**Work to complete**
Every entry must be repeated exactly in the answer.

**Source material**
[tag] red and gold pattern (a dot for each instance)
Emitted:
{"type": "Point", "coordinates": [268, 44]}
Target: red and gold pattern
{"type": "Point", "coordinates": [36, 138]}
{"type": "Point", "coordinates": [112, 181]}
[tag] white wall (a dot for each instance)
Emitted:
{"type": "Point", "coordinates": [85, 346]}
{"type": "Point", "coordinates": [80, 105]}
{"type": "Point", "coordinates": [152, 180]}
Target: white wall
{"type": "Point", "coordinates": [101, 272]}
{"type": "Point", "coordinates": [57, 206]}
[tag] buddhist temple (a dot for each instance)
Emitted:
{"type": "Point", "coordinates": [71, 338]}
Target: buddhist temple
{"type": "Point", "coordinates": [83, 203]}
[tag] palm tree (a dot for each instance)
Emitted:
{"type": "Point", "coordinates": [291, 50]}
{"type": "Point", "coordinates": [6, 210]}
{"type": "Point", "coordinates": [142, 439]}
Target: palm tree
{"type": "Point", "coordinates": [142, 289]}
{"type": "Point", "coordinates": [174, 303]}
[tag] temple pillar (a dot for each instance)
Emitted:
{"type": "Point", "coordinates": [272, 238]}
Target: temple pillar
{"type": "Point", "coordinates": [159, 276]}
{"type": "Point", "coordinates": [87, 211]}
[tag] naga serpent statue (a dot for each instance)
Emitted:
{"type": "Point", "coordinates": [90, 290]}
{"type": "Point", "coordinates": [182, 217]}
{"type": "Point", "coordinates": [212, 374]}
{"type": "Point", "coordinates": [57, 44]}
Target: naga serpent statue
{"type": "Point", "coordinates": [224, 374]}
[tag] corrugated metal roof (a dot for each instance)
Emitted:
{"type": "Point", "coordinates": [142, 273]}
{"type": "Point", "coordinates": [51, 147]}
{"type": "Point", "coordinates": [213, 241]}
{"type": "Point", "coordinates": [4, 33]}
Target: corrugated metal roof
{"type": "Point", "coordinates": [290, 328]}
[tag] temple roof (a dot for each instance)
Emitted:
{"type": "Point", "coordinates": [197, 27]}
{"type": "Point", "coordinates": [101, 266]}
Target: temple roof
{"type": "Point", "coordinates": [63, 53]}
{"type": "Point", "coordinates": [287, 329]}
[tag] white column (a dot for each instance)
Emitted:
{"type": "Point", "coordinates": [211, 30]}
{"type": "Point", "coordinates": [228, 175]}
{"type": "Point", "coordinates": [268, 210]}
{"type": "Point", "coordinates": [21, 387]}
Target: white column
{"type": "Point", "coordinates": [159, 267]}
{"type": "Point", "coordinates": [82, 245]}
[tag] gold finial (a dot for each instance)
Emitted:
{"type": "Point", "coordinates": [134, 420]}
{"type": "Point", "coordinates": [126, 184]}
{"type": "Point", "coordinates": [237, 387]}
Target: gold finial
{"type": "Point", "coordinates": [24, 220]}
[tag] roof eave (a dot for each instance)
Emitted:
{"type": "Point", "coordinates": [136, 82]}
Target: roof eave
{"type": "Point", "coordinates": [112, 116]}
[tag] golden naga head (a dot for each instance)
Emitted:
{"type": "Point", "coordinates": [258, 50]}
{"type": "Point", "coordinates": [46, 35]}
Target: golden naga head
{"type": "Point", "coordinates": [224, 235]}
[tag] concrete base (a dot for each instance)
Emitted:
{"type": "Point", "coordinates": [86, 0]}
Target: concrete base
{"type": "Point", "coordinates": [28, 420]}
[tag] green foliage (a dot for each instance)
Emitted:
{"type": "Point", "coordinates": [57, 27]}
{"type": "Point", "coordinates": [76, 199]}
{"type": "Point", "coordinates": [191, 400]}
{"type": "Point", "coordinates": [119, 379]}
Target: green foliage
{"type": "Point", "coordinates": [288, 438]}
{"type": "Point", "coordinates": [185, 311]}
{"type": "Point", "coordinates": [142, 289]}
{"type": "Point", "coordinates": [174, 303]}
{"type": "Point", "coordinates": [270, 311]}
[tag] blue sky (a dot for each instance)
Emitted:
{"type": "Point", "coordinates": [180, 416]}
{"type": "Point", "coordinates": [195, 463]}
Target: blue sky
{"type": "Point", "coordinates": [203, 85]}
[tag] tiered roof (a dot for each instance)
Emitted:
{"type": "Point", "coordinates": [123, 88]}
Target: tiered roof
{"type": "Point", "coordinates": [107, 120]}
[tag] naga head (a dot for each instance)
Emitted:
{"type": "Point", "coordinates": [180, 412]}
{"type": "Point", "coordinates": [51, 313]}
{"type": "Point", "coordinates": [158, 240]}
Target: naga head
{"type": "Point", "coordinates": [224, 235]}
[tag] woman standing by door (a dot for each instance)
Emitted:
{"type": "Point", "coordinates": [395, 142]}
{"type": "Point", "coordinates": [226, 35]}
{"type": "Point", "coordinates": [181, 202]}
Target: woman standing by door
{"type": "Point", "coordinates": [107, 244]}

**Answer box**
[tag] red and gold pattern (a dot for each instance)
Emitted:
{"type": "Point", "coordinates": [268, 44]}
Target: red and gold pattern
{"type": "Point", "coordinates": [36, 138]}
{"type": "Point", "coordinates": [112, 181]}
[tag] white wall (a dot for each instance)
Emitted:
{"type": "Point", "coordinates": [85, 346]}
{"type": "Point", "coordinates": [80, 105]}
{"type": "Point", "coordinates": [152, 180]}
Target: white wall
{"type": "Point", "coordinates": [101, 272]}
{"type": "Point", "coordinates": [57, 206]}
[tag] buddhist temple (a dot for each instance)
Emitted:
{"type": "Point", "coordinates": [71, 338]}
Target: buddhist temple
{"type": "Point", "coordinates": [83, 203]}
[tag] palm tree (a dot for each instance)
Emitted:
{"type": "Point", "coordinates": [291, 50]}
{"type": "Point", "coordinates": [6, 210]}
{"type": "Point", "coordinates": [142, 439]}
Target: palm tree
{"type": "Point", "coordinates": [142, 289]}
{"type": "Point", "coordinates": [174, 303]}
[tag] temple pillar (a dot for each instance)
Emitted:
{"type": "Point", "coordinates": [272, 238]}
Target: temple pillar
{"type": "Point", "coordinates": [159, 276]}
{"type": "Point", "coordinates": [87, 211]}
[tag] naga serpent statue (a dot for each instance)
Emitted:
{"type": "Point", "coordinates": [90, 290]}
{"type": "Point", "coordinates": [182, 217]}
{"type": "Point", "coordinates": [212, 374]}
{"type": "Point", "coordinates": [57, 44]}
Target: naga serpent statue
{"type": "Point", "coordinates": [224, 374]}
[tag] corrugated metal roof (a dot for each instance)
Emitted:
{"type": "Point", "coordinates": [142, 273]}
{"type": "Point", "coordinates": [51, 147]}
{"type": "Point", "coordinates": [213, 241]}
{"type": "Point", "coordinates": [4, 33]}
Target: corrugated metal roof
{"type": "Point", "coordinates": [290, 328]}
[tag] temple roof (a dot for each instance)
Emitted:
{"type": "Point", "coordinates": [197, 27]}
{"type": "Point", "coordinates": [101, 266]}
Target: temple roof
{"type": "Point", "coordinates": [63, 53]}
{"type": "Point", "coordinates": [287, 329]}
[tag] white column (a dot for each instance)
Emitted:
{"type": "Point", "coordinates": [211, 30]}
{"type": "Point", "coordinates": [228, 175]}
{"type": "Point", "coordinates": [268, 210]}
{"type": "Point", "coordinates": [21, 387]}
Target: white column
{"type": "Point", "coordinates": [159, 267]}
{"type": "Point", "coordinates": [82, 245]}
[tag] gold finial (a dot for each instance)
Emitted:
{"type": "Point", "coordinates": [134, 420]}
{"type": "Point", "coordinates": [126, 184]}
{"type": "Point", "coordinates": [237, 387]}
Target: gold finial
{"type": "Point", "coordinates": [24, 220]}
[tag] roof eave (a dot for each instance)
Emitted:
{"type": "Point", "coordinates": [136, 82]}
Target: roof eave
{"type": "Point", "coordinates": [112, 116]}
[tag] golden naga head (a dot for each instance)
Emitted:
{"type": "Point", "coordinates": [258, 50]}
{"type": "Point", "coordinates": [46, 35]}
Target: golden naga head
{"type": "Point", "coordinates": [224, 235]}
[tag] concrete base (a dot for each instance)
Emitted:
{"type": "Point", "coordinates": [86, 0]}
Target: concrete base
{"type": "Point", "coordinates": [28, 420]}
[tag] green foliage (a dot for each instance)
Emitted:
{"type": "Point", "coordinates": [57, 27]}
{"type": "Point", "coordinates": [76, 199]}
{"type": "Point", "coordinates": [191, 400]}
{"type": "Point", "coordinates": [119, 379]}
Target: green foliage
{"type": "Point", "coordinates": [288, 438]}
{"type": "Point", "coordinates": [185, 311]}
{"type": "Point", "coordinates": [142, 289]}
{"type": "Point", "coordinates": [174, 303]}
{"type": "Point", "coordinates": [270, 311]}
[tag] blue sky (a dot for each instance)
Emitted:
{"type": "Point", "coordinates": [180, 416]}
{"type": "Point", "coordinates": [195, 463]}
Target: blue sky
{"type": "Point", "coordinates": [203, 85]}
[tag] tiered roof (a dot for each instance)
Emitted:
{"type": "Point", "coordinates": [123, 88]}
Target: tiered roof
{"type": "Point", "coordinates": [107, 120]}
[tag] naga head (a dot for each instance)
Emitted:
{"type": "Point", "coordinates": [180, 412]}
{"type": "Point", "coordinates": [51, 313]}
{"type": "Point", "coordinates": [158, 240]}
Target: naga head
{"type": "Point", "coordinates": [224, 235]}
[tag] woman standing by door (a dot for each instance)
Emitted:
{"type": "Point", "coordinates": [395, 142]}
{"type": "Point", "coordinates": [226, 35]}
{"type": "Point", "coordinates": [181, 202]}
Target: woman standing by door
{"type": "Point", "coordinates": [107, 244]}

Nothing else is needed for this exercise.